Stored records:
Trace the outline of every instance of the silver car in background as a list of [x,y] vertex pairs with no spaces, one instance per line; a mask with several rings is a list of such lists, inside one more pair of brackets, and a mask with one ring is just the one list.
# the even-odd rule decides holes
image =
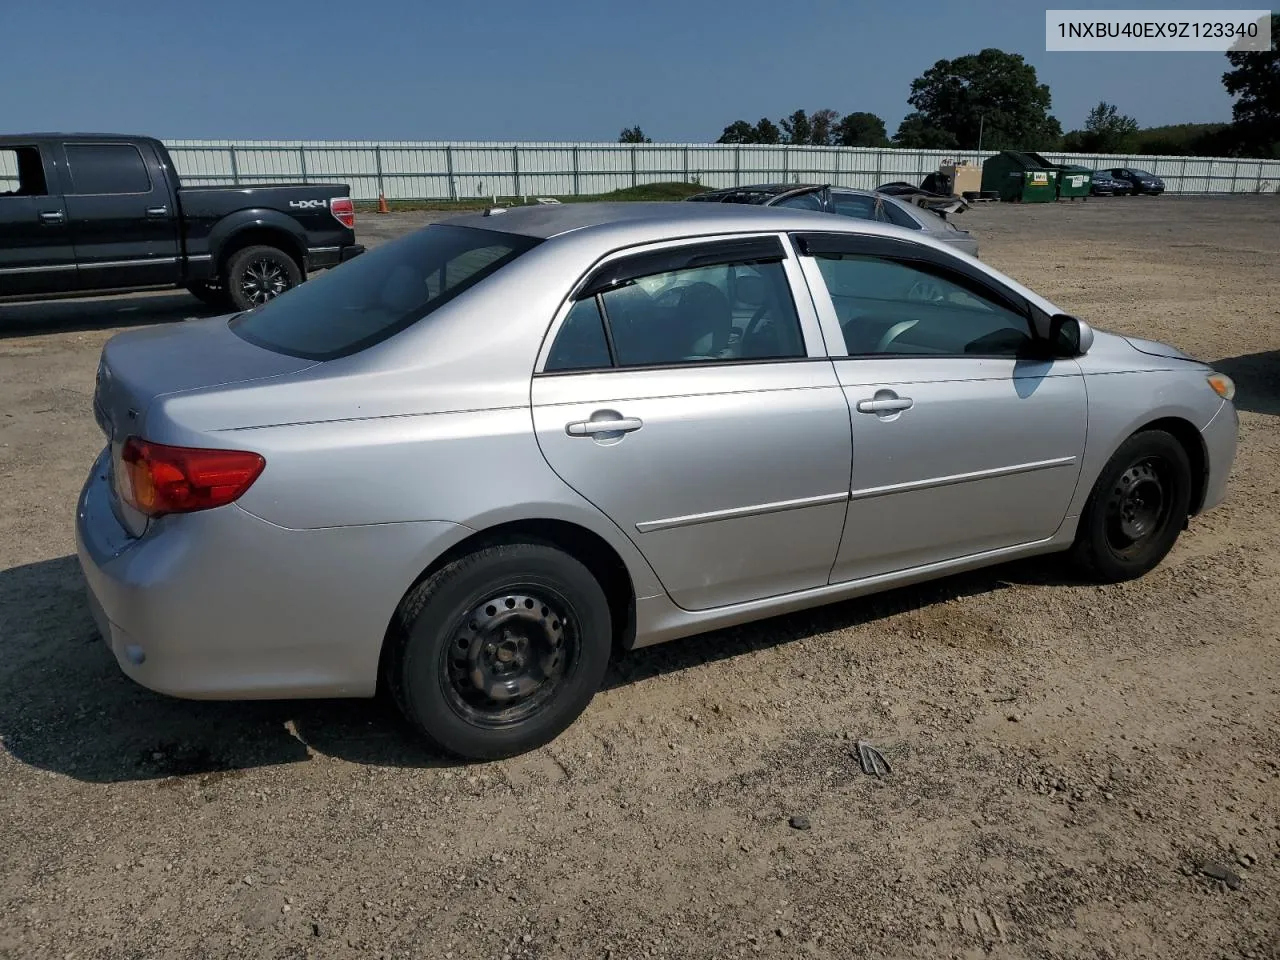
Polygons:
[[[924,191],[917,192],[924,194]],[[968,206],[959,197],[937,199],[948,206]],[[694,203],[748,203],[762,207],[781,207],[784,210],[813,210],[838,217],[890,223],[904,230],[918,230],[971,257],[978,255],[977,238],[968,230],[962,230],[933,210],[879,190],[833,187],[825,183],[764,183],[709,190],[687,197],[686,200]]]
[[499,757],[615,645],[1054,551],[1141,576],[1223,497],[1233,391],[921,232],[493,211],[110,340],[78,551],[145,686],[381,686]]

WHAT IS BEING ASKED:
Would you print all the entries again exactly, minus any pictures?

REPLY TO THE TASK:
Trace the outline of every instance of the silver car in background as a list of [x,y] vertex pairs with no spaces, one instance per line; a mask with several rings is a list of such lists, inside one more pair of brackets, and a mask with one ring is just the one list.
# the even-odd rule decides holes
image =
Polygons:
[[[924,191],[917,192],[924,194]],[[968,206],[959,197],[937,199],[948,206]],[[694,203],[748,203],[762,207],[781,207],[784,210],[813,210],[838,217],[890,223],[904,230],[918,230],[971,257],[978,255],[977,238],[968,230],[962,230],[933,210],[879,190],[833,187],[825,183],[764,183],[709,190],[687,197],[686,200]]]
[[499,757],[615,645],[1054,551],[1141,576],[1223,497],[1233,391],[921,232],[493,211],[110,340],[78,551],[145,686],[381,686]]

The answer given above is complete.